◆ **Task requirements**: Return every line of the data below that contains the string "loadImage", matching case exactly.

++++ Record excerpts

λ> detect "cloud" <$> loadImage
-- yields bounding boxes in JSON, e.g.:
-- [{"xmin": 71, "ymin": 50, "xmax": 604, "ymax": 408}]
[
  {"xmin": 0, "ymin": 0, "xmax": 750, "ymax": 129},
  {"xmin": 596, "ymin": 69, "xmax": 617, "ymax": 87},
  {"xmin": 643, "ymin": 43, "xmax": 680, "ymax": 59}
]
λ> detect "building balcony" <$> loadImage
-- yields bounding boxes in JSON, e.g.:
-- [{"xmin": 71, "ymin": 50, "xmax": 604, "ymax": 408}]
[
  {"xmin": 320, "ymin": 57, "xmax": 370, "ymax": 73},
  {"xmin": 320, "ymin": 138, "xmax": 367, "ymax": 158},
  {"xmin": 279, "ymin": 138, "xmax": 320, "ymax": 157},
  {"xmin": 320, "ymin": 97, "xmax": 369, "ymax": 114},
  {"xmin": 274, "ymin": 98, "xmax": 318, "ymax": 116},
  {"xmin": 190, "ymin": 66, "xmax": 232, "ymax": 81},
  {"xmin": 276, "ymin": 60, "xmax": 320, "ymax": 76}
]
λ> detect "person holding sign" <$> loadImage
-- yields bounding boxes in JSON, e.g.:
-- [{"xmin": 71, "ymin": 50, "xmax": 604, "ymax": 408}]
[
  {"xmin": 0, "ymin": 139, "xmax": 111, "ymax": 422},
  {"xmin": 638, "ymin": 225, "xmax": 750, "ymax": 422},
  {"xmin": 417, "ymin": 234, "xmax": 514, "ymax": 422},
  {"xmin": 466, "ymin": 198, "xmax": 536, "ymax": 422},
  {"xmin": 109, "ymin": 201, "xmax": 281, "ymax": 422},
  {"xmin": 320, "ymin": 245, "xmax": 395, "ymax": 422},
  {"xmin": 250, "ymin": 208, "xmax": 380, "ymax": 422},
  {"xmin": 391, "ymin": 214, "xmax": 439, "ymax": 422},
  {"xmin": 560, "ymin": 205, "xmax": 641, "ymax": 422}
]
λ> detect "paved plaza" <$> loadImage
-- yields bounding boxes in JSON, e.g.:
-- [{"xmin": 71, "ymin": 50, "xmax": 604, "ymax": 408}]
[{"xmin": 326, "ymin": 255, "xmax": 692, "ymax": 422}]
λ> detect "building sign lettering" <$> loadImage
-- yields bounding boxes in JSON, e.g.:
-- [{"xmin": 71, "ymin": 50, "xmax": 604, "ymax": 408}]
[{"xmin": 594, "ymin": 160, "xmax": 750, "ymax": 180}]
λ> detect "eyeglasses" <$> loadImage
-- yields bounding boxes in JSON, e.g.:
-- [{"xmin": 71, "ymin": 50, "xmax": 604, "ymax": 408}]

++++++++

◆ **Finished task**:
λ> detect "cloud" <$> loadImage
λ> detect "building balcony" <$> loadImage
λ> detect "person holding sign" <$> loadImage
λ> detect "paved plaza" <$> loadImage
λ> detect "building sign lettering" <$> loadImage
λ> detect "eyeglasses" <$> loadImage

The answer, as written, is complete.